■ EXCERPTED RECORDS ■
-- begin --

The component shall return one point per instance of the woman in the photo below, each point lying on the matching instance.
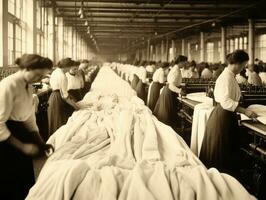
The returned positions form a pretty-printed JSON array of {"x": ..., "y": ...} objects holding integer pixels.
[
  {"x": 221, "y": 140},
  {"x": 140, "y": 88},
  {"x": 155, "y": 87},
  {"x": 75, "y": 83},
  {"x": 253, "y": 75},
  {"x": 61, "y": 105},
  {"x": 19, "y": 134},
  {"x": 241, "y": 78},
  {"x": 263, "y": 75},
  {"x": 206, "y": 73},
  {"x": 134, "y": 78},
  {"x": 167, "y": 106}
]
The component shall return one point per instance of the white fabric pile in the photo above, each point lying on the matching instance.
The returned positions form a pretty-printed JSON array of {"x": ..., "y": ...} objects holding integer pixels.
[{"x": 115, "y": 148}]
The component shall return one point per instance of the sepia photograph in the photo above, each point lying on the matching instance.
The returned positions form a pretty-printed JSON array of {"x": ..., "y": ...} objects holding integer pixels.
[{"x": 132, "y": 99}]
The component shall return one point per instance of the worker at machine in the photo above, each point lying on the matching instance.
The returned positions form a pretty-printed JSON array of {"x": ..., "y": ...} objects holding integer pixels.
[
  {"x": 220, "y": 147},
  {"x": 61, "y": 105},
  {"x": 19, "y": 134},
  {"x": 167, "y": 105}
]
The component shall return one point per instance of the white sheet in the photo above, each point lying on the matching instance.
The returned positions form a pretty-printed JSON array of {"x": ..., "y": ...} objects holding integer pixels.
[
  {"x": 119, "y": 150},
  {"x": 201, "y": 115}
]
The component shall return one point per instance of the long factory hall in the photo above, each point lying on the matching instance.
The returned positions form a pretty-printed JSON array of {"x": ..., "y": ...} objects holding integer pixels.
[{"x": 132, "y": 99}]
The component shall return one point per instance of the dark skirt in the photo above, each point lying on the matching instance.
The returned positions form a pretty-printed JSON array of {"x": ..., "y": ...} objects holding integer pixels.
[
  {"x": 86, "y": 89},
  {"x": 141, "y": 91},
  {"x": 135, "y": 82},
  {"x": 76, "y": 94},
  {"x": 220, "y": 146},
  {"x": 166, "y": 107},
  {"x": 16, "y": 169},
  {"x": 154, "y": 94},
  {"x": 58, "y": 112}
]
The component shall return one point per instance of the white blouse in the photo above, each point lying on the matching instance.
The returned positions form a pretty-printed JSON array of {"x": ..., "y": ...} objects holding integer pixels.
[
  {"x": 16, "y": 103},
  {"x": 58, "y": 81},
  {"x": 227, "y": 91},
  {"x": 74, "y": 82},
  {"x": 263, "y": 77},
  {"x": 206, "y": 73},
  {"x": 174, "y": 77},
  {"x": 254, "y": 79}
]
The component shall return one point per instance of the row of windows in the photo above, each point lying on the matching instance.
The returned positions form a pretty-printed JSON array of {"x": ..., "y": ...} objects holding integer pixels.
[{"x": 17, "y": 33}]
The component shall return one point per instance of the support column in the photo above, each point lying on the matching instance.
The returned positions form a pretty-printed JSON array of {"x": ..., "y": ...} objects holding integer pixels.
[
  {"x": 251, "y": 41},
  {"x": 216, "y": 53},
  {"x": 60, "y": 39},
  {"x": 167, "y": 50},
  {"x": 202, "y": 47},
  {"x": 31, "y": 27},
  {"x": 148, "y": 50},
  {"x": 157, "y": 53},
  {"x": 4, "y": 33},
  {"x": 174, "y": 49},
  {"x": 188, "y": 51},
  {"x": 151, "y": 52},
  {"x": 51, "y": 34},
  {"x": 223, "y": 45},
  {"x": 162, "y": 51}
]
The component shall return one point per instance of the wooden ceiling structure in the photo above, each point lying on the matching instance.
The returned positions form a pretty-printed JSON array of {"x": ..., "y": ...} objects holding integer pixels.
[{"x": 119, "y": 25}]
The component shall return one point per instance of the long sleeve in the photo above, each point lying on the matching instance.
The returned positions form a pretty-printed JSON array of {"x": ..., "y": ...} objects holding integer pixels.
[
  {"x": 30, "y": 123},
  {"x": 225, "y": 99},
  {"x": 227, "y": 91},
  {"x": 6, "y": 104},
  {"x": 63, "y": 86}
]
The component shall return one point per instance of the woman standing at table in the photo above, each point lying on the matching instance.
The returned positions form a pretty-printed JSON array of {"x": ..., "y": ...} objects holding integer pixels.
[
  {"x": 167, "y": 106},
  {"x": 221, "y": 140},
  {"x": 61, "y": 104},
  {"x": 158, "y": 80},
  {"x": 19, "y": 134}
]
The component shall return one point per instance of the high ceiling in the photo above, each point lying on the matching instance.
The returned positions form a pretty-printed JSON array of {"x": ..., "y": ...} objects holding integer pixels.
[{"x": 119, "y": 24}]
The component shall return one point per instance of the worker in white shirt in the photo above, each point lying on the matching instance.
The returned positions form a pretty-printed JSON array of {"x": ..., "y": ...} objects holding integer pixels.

-- end --
-- begin --

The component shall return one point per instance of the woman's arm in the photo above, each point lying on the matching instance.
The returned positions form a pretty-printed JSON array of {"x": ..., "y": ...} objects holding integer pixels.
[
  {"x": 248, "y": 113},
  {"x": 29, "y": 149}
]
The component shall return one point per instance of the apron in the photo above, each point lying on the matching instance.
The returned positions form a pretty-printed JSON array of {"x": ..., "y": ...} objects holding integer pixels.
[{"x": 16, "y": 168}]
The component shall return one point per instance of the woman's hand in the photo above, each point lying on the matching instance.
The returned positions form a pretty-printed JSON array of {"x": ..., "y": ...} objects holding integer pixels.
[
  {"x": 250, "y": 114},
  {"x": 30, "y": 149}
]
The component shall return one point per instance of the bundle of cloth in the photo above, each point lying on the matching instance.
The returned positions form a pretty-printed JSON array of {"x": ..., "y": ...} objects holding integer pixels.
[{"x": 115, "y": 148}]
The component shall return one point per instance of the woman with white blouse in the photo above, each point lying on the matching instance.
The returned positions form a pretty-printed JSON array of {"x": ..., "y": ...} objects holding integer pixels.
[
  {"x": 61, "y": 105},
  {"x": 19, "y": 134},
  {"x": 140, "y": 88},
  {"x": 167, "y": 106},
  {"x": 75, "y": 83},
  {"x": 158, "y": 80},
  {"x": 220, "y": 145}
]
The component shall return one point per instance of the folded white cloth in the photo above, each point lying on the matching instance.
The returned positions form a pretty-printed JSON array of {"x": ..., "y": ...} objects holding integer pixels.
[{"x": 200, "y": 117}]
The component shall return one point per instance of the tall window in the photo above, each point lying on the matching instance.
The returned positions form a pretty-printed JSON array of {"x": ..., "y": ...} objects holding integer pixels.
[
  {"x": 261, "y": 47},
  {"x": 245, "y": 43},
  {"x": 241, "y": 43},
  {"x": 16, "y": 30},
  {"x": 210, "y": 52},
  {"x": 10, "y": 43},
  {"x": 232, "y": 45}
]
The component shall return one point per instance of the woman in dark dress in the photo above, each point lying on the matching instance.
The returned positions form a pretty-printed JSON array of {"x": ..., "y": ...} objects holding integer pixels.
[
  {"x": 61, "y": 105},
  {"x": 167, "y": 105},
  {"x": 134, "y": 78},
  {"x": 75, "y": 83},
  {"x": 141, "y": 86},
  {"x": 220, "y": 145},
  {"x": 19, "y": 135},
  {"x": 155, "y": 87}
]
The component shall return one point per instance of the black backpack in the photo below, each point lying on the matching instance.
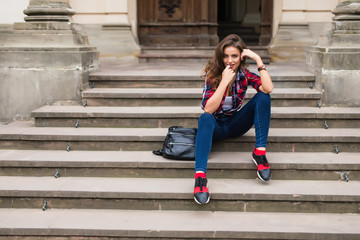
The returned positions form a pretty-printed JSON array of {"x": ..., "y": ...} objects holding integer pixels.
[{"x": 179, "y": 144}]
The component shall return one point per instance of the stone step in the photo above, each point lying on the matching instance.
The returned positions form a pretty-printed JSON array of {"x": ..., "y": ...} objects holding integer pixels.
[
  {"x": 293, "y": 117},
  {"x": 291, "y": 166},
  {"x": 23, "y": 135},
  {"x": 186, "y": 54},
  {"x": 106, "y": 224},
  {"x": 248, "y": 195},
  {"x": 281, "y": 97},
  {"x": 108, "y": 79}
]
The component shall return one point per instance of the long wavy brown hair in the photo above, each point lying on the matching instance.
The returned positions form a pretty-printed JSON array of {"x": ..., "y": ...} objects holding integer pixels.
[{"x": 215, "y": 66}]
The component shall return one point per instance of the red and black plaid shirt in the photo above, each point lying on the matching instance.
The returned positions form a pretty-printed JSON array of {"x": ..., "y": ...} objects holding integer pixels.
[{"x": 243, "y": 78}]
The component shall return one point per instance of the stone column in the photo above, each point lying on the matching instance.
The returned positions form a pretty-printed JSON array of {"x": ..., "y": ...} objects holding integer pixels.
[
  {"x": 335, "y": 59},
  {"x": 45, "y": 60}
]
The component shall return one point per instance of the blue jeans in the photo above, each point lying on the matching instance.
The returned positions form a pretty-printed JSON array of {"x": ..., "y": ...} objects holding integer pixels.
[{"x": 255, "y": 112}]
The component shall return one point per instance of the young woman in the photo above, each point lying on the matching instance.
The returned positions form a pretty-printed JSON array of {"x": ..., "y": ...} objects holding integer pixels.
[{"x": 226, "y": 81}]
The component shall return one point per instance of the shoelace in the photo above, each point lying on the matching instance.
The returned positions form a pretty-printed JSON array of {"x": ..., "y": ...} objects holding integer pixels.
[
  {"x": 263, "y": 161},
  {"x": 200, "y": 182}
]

-- end --
-- begin --

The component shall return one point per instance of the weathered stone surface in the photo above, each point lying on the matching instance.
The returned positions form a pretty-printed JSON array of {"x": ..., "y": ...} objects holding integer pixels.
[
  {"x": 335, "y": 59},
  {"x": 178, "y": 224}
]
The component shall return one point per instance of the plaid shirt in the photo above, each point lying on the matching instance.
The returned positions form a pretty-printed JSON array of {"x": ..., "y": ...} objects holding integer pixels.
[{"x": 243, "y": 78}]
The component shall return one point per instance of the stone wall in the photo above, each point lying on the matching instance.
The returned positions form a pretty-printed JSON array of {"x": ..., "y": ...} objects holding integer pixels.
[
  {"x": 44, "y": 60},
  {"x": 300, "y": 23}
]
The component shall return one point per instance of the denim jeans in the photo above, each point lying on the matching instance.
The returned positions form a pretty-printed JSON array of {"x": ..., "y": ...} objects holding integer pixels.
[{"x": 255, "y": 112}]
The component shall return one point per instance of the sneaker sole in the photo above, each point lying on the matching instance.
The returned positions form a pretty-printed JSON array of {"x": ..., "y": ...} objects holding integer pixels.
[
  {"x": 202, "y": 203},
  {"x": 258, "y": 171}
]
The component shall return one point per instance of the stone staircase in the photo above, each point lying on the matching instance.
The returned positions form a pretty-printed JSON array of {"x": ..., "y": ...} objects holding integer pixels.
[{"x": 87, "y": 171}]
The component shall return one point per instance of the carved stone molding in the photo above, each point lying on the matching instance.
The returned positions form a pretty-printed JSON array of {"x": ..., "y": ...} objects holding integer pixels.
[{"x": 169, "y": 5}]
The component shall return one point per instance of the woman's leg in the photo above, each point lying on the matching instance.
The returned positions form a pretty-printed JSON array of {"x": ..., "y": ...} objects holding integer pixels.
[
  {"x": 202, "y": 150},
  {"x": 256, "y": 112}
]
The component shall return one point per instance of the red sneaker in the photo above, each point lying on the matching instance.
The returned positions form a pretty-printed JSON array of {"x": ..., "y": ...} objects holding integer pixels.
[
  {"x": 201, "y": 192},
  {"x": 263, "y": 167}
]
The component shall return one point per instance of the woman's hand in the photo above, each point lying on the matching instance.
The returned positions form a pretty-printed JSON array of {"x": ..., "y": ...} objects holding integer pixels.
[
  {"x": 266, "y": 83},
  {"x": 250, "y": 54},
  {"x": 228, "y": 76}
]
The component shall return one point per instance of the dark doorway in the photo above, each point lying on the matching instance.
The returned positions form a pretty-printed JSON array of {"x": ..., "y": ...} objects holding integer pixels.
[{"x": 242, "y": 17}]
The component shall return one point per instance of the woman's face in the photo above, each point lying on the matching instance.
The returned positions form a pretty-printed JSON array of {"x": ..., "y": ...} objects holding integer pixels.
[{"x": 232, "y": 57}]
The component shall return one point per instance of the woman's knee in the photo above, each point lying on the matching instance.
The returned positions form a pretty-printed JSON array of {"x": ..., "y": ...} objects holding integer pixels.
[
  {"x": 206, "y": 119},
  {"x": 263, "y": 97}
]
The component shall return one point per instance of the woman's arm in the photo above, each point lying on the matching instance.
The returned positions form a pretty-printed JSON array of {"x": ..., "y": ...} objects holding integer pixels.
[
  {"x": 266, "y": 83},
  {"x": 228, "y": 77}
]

-- end --

■ WHAT YOU ARE ASKED TO DO ■
Pick out each line in the records above that contains the word "cloth", and copy those lines in full.

■ ANSWER BELOW ■
The component shall return one point per instance of the bundle of cloth in the photo above, each point lying on the matching instance.
The component shall return one point per instance of the folded white cloth in the photo above, each point lying on the matching instance.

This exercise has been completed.